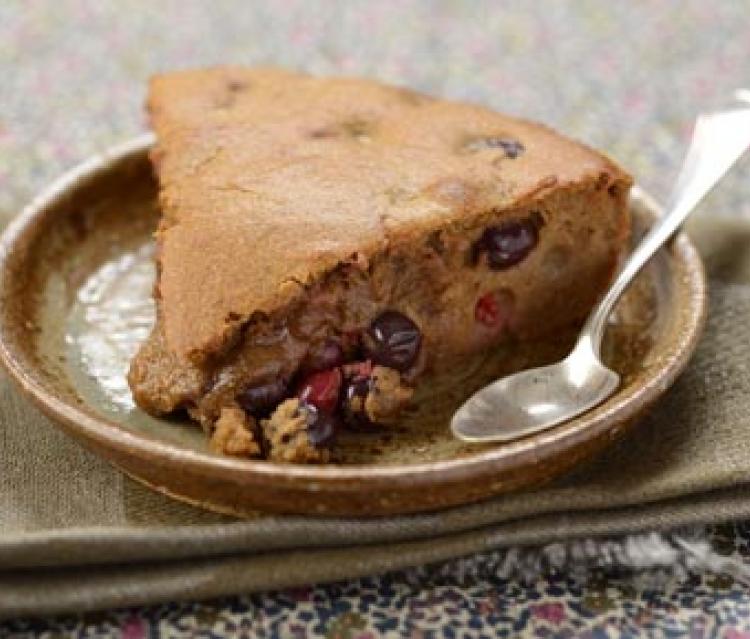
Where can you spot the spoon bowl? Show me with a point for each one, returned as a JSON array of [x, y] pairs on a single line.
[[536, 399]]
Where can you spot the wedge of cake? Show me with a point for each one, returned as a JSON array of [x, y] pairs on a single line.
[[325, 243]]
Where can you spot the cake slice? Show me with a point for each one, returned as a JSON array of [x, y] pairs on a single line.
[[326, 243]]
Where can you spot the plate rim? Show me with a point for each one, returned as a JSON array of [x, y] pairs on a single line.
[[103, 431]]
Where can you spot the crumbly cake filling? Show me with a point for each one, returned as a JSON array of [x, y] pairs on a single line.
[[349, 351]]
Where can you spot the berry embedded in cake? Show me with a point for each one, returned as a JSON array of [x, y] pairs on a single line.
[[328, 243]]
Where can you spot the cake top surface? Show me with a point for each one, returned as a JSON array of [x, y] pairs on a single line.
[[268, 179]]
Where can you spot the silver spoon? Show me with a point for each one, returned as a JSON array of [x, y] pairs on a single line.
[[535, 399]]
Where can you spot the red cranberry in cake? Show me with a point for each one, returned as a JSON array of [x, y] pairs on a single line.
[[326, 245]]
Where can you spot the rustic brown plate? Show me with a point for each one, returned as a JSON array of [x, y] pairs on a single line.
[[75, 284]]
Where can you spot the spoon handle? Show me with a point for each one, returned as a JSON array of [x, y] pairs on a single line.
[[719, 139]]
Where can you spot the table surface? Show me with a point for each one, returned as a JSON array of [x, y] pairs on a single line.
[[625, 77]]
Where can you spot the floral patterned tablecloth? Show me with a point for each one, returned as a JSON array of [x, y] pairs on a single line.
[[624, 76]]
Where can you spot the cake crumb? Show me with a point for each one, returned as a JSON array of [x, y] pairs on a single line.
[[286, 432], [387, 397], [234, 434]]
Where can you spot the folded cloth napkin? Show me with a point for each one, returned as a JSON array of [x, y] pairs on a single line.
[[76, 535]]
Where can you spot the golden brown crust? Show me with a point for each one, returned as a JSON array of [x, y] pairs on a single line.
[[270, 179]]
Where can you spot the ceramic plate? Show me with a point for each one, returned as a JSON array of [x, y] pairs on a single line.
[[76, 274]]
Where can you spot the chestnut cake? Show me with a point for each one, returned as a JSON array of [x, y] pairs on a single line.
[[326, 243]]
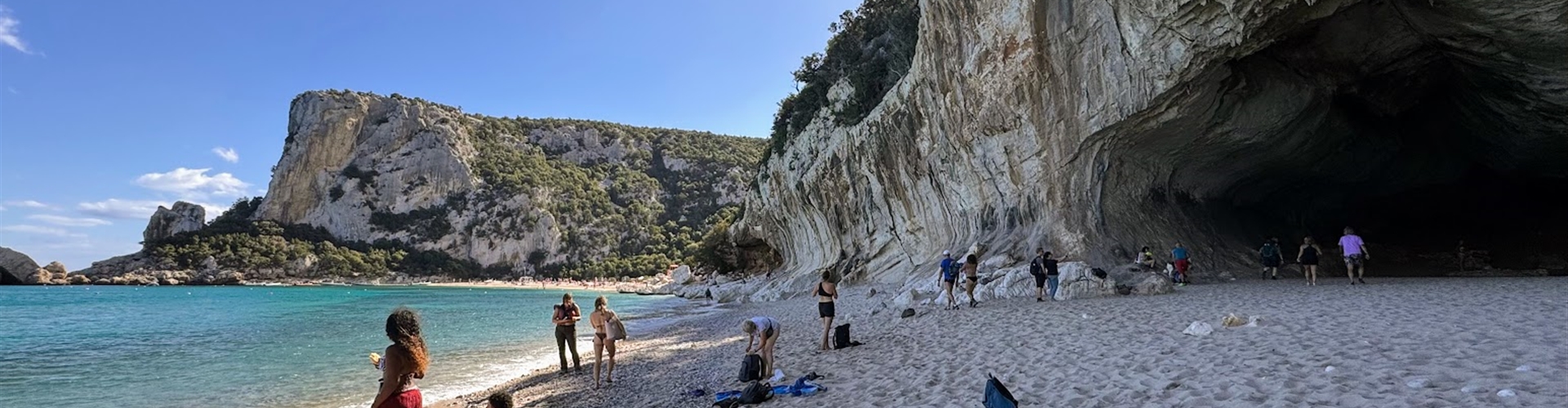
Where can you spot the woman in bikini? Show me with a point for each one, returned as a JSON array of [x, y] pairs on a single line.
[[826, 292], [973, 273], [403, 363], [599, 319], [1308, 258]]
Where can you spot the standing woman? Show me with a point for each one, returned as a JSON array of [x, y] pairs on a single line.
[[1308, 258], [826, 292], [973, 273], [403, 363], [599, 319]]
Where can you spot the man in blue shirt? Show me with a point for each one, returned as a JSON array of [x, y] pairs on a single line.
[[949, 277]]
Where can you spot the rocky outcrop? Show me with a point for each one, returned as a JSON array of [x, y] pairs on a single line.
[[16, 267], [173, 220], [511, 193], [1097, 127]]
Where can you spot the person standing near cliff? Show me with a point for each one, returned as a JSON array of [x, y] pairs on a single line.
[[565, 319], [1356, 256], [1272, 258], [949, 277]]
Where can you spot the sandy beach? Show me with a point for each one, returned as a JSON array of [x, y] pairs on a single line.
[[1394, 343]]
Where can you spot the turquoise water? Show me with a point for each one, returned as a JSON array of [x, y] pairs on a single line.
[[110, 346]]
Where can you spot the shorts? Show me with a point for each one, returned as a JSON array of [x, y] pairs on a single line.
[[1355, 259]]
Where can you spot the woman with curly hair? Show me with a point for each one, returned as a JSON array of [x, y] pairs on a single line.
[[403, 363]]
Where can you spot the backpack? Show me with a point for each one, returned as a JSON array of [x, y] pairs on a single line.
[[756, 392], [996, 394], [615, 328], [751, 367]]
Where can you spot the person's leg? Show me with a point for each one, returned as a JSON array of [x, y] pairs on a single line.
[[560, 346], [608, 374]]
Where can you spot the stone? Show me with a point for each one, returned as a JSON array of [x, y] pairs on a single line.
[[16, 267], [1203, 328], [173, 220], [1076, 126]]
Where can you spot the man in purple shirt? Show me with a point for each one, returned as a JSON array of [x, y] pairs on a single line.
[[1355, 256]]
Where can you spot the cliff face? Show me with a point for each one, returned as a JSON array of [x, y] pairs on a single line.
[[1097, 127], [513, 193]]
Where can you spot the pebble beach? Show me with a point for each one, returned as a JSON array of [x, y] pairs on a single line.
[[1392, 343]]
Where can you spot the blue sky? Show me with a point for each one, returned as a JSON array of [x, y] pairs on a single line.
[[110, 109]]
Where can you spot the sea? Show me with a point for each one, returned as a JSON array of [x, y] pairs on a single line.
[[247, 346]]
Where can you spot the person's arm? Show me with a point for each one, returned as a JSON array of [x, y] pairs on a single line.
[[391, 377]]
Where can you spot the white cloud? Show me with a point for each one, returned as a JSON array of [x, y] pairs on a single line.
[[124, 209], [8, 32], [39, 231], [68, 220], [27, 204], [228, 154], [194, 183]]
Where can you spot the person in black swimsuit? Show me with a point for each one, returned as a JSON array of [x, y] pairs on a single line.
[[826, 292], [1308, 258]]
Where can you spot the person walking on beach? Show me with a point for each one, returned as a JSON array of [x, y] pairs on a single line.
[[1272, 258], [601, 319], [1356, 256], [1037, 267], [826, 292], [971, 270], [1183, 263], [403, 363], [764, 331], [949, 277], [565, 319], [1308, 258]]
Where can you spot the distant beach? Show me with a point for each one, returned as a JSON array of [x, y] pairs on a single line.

________

OBJECTIVE: Leave out the pictures, and give all the records again exactly.

THE ANSWER:
Where can you spot the spoon bowl? Show me with a point for each one, returned as a JSON array of [x, y] pairs on a single line.
[[536, 399]]
Where can you spot the wedge of cake? Show me with a point for each one, returned as a JSON array of [x, y] pairs on a single line.
[[325, 243]]
Where can you spot the cake slice? Show me with a point for each one, returned as a JSON array of [x, y] pairs on a single line.
[[326, 243]]
Where can you spot the plate rim? Show me with a point for each one, returned as a JSON array of [x, y] pairs on a single line.
[[103, 431]]
Where can you spot the crumbly cake filling? Show me with a point for each one, returned as a JSON array of [x, y] pairs on a single line.
[[349, 351]]
Where can you spot the berry embedded in cake? Show me with a point for each one, returned as a JSON array of [x, y] pairs on a single line.
[[328, 243]]
Where can you spot the cake top surface? Show me with a point for each one, returned as a JSON array of [x, y] pairs on a single line.
[[268, 179]]
Where can you spot the silver spoon? Show me with a point for each one, returned as a JSON array of [x, y] pairs on a single line.
[[535, 399]]
Where can you spot the red cranberry in cake? Show me with a point for each one, returned as a JSON array of [x, y] pairs on a single line.
[[326, 245]]
Where can you spot the rustic brown plate? Show me with a point for each one, returned as a JSON array of [x, y] pairs on a single line.
[[75, 284]]
Where can you spot the spoon handle? Show me with a point for each one, returned as a JSON array of [x, y] pairs on a single line.
[[719, 139]]
Where can you spot the table surface? Show me with a point for each one, returned as a JSON array of [x, y] pairs on a single line.
[[625, 77]]
Where can you spot the floral patterned tablecloth? Show me with a point for each one, returned as a JSON array of [x, y] pairs on a single line.
[[624, 76]]
Where can you spot the cake crumb? Show me with a point for each one, returned as a JSON array of [x, y] pairs on a single line.
[[286, 432], [387, 397], [234, 434]]
Where can you spot the folded cloth napkin? Show me with a point for each one, returned as a JSON array of [x, y] pairs on a single line.
[[76, 535]]
Where can you spot the golden brown crust? Show me with a point for each one, returned as a JSON array of [x, y] pairs on a single line.
[[270, 179]]
Where can you spot the ceramic plate? Show me with a point for each one, returned as a JSON array of [x, y] pairs on a single line.
[[76, 274]]
Where can you spot the chestnut cake? Show me with a point for each one, returned as a JSON array of [x, y] pairs on a single line.
[[326, 243]]
Where can you spot the woman in bikini? Show me with a point for each one, returned as a JSON array of [x, y] pairs on a single line.
[[826, 292], [973, 273], [403, 363], [599, 319], [1308, 258]]
Where can you spot the standing woman? Show me with a point for each one, returned as a JSON array of [x, y] pairs on a single line.
[[1308, 258], [826, 292], [973, 273], [403, 363], [599, 319]]
Where can you spot the man in blue shirt? Show me with a point for each one, returned as a JSON array of [x, y] pairs on a single line.
[[949, 277]]
Where can you spot the rocky outcrop? Show me with a point for each one, returned as a JSON array of [x, y] pairs on a single line.
[[16, 267], [173, 220], [511, 193], [1097, 127]]
Where can you spot the person standing near cliff? Show me with a point for each one, returned as a JSON array of [x, y] pairs on a single line.
[[565, 319], [1356, 256], [1272, 258], [949, 277]]
Where can you spot the sandy beach? Show me with a point for each one, returned as a JSON array of [x, y] pairs on a single line.
[[1394, 343]]
Where can you spot the turquoise water? Show me with a point for each one, returned as a JSON array of [x, y] pairs on a single line.
[[110, 346]]
Where can you spot the shorts? Show me with a point for each one, returned as a JSON array of [x, y] pairs on a single line.
[[1355, 259]]
Where can you spot the woman with curly hair? Show me with a point for each one, returned as a JSON array of [x, y] pairs on a single line.
[[403, 363]]
Where can you spot the backpack? Show me with a point for each one, returned as a JSON array of [x, y] pairs on a single line.
[[756, 392], [996, 394], [615, 328], [751, 367]]
Where can you spot the person's leg? Show me with a point for each one, returned as a JSON array of [x, y] pairs on a single line.
[[560, 346], [608, 374]]
Where can you spot the stone? Show me with a point for each one, returned as a JSON array of [x, y] pairs on a single line.
[[16, 267], [1203, 328], [173, 220], [1076, 126]]
Where can you spot the man in purple shirt? Show me with a point for each one, returned as a JSON array of [x, y] pairs on a single line.
[[1355, 256]]
Where can you spot the cliff face? Show me with a point for each one, returned as a JSON array of [x, y] pairs on a single line.
[[1097, 127], [513, 193]]
Where can you spot the pebble beach? Show me with a point for each one, returned as a JSON array of [x, y] pairs on a single line.
[[1392, 343]]
Where can you spot the blue sky? Show me with a point for each one, returned as a JSON array of [x, y] pairs on a single line.
[[110, 109]]
Where can you spot the sea? Show me with a point for each one, returned as a JSON array of [x, y] pairs on a single line.
[[247, 346]]
Where can you spot the person's arm? Show me with a point for each one, returned as a JSON array of [x, y] pairs on a single line.
[[391, 377]]
Where can you spot the white cloud? Show me with a point for each one, returned as a JSON array of [x, y] pairs on a single line.
[[124, 209], [8, 32], [39, 231], [68, 220], [27, 204], [228, 154], [194, 183]]
Where can you spot the person in black swimsuit? Show me with a point for each one, returned as a JSON array of [x, y] pairs on a single line.
[[826, 292], [1308, 258]]
Where can you spot the person walking on beach? Show me with a point for each one, returned as a JSON array of [x, y] pairs on a single line.
[[1272, 258], [601, 319], [1356, 256], [1037, 267], [826, 292], [971, 270], [1183, 263], [403, 363], [764, 331], [949, 277], [565, 319], [1308, 258]]
Where can you spot the distant beach? Show me with a point for each one, returned as a JSON array of [x, y] pairs on a single line.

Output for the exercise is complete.